Tarefa:
Indique se cada afirmação abaixo está de acordo com o texto sobre o início do ofício diaconal. Responda «sim» ou «não» e cite literalmente as palavras do texto que o decidem.
1. Os Apóstolos decidiram assumir eles próprios o serviço das mesas.
2. Os sete escolhidos deviam ser homens cheios do Espírito Santo e de sabedoria.
3. O serviço confiado aos Sete era apenas uma tarefa técnica de distribuição.

Texto da página:
* * * * * * * * *
21. Um passo decisivo na difícil busca de soluções para realizar este princípio eclesial fundamental torna-se patente naquela escolha de sete homens que foi o início do ofício diaconal (cf. Act 6,5-6). De facto, na Igreja primitiva tinha-se gerado, na distribuição quotidiana às viúvas, uma disparidade entre a parte de língua hebraica e a de língua grega. Os Apóstolos, a quem estavam confiados, antes de mais, a «oração» (Eucaristia e Liturgia) e o «serviço da Palavra», sentiram-se excessivamente sobrecarregados pelo «serviço das mesas»; decidiram, por isso, reservar para eles o ministério principal e criar, para a outra missão, também ela necessária na Igreja, um organismo de sete pessoas. Mas este grupo não devia realizar um serviço meramente técnico de distribuição: deviam ser homens «cheios do Espírito Santo e de sabedoria» (cf. Act 6,1-6). Quer dizer que o serviço social que tinham de cumprir era concreto sem dúvida nenhuma, mas, ao mesmo tempo, era também um serviço espiritual; tratava-se, na verdade, de um ofício verdadeiramente espiritual, que realizava um dever essencial na Igreja, o do amor bem ordenado ao próximo. Com a formação deste organismo dos Sete, a «diaconia» - o serviço do amor ao próximo, exercido comunitariamente e de modo ordenado – ficara implantada na estrutura fundamental da própria Igreja.
* * * * * * * * *
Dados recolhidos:

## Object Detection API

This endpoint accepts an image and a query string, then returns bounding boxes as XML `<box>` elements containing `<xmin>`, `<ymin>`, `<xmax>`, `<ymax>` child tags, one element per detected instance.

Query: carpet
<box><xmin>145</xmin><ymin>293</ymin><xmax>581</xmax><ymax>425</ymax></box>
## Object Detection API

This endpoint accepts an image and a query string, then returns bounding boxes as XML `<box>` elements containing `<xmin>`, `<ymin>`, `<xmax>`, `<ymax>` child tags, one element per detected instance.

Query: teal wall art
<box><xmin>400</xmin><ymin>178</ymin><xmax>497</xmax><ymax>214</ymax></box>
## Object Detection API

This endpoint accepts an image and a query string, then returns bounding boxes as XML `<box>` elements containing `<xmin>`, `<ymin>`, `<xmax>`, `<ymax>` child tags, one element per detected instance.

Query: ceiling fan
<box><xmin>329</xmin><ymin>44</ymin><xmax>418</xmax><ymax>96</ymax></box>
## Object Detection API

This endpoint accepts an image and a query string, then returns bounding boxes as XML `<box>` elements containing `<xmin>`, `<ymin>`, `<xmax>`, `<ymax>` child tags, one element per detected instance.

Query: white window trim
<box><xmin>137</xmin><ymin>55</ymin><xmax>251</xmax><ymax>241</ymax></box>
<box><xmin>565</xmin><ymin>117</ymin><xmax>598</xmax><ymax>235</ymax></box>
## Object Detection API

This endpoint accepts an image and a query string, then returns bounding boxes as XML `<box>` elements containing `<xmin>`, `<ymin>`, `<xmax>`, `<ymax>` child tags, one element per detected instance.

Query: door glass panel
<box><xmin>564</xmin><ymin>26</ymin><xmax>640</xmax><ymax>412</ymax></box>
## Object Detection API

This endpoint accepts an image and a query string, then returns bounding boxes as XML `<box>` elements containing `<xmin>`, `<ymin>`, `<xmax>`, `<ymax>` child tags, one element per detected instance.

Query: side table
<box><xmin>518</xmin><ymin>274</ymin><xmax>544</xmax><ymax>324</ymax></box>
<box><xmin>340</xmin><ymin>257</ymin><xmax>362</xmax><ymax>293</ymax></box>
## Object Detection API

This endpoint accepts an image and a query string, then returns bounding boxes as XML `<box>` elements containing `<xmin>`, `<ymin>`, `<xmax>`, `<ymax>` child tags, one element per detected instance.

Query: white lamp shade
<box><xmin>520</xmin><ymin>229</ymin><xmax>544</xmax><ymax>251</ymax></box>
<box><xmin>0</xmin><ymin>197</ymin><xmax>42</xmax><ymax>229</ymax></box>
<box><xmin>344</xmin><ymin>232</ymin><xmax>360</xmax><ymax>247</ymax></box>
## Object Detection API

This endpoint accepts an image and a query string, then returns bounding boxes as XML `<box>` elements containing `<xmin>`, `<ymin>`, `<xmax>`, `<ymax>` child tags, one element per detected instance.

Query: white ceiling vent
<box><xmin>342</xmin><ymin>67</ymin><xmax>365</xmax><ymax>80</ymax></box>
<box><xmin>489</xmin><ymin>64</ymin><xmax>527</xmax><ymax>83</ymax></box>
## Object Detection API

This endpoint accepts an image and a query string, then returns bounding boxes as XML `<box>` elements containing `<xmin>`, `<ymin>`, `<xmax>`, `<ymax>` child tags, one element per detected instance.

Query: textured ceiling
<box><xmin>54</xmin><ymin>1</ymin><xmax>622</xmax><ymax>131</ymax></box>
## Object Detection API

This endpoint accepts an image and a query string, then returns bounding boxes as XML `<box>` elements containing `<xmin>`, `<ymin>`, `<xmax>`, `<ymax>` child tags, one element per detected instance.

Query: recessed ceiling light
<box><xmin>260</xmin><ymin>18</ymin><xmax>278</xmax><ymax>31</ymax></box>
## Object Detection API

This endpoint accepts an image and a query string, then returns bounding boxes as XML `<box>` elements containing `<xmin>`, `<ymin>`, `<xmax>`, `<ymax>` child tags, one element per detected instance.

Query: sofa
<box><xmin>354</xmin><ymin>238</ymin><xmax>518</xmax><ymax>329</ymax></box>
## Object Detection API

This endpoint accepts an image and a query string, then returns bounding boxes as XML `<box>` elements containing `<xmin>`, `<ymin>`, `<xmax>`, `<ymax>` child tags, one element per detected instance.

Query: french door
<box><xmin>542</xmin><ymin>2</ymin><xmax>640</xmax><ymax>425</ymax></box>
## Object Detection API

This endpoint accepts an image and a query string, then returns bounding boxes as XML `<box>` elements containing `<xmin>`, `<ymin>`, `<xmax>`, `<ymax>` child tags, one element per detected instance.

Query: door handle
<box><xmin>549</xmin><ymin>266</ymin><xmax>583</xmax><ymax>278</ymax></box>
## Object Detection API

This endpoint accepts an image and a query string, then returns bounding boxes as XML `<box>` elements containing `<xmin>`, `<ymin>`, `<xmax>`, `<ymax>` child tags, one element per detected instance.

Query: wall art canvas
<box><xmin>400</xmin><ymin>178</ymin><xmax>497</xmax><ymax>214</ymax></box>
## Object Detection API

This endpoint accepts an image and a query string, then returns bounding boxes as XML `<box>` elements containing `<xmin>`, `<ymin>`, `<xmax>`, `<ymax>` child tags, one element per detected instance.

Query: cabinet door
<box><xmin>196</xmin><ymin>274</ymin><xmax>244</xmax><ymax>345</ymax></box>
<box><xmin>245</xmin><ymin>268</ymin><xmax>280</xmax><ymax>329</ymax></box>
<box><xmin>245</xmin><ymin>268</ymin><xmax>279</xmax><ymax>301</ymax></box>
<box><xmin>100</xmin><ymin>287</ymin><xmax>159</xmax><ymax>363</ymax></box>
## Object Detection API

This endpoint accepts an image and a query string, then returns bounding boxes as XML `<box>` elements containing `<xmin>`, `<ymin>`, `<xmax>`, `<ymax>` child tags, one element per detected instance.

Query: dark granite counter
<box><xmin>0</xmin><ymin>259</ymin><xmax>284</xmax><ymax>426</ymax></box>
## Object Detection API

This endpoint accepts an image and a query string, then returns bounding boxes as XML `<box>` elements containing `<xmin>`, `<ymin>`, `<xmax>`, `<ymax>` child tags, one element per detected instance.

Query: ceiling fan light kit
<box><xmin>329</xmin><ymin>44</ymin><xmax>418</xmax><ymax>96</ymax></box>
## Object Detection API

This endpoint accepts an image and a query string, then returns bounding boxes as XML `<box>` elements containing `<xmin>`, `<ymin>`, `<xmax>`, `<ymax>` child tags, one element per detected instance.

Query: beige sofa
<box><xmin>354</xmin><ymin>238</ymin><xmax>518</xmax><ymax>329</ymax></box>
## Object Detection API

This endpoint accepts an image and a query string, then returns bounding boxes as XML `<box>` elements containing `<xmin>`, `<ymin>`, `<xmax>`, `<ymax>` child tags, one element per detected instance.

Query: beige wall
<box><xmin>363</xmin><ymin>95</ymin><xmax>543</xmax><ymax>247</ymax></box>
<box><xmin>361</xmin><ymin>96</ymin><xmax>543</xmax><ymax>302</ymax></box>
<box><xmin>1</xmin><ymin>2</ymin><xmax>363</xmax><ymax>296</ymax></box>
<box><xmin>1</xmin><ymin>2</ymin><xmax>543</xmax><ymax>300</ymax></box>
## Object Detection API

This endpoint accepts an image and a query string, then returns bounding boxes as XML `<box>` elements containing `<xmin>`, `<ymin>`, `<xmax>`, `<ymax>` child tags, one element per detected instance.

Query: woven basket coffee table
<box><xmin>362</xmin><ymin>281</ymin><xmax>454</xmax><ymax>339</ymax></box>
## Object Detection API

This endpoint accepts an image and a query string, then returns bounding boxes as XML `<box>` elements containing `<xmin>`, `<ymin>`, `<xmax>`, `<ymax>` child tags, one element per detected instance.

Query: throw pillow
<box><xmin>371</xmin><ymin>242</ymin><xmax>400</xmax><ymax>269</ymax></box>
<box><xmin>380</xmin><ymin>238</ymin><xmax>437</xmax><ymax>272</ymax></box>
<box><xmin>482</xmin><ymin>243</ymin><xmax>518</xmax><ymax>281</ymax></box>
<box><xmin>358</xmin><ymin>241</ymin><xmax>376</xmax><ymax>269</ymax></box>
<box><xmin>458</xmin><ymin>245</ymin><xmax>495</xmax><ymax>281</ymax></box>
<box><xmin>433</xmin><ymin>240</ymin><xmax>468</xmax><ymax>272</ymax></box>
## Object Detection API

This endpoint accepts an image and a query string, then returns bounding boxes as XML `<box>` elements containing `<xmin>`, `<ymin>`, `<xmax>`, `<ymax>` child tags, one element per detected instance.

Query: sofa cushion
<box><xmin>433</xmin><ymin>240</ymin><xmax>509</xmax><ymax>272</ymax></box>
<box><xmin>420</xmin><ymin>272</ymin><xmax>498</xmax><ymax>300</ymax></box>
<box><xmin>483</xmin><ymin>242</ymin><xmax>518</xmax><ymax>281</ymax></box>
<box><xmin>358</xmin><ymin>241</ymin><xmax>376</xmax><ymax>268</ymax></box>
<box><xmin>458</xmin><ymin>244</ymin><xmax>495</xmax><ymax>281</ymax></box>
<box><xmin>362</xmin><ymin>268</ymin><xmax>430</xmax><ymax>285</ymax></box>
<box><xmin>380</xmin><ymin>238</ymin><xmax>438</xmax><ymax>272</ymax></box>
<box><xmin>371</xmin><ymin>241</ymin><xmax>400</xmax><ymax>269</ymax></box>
* * * * * * * * *
Resposta:
1. Não: "decidiram, por isso, reservar para eles o ministério principal e criar, para a outra missão, também ela necessária na Igreja, um organismo de sete pessoas"
2. Sim: "deviam ser homens «cheios do Espírito Santo e de sabedoria»"
3. Não: "Mas este grupo não devia realizar um serviço meramente técnico de distribuição"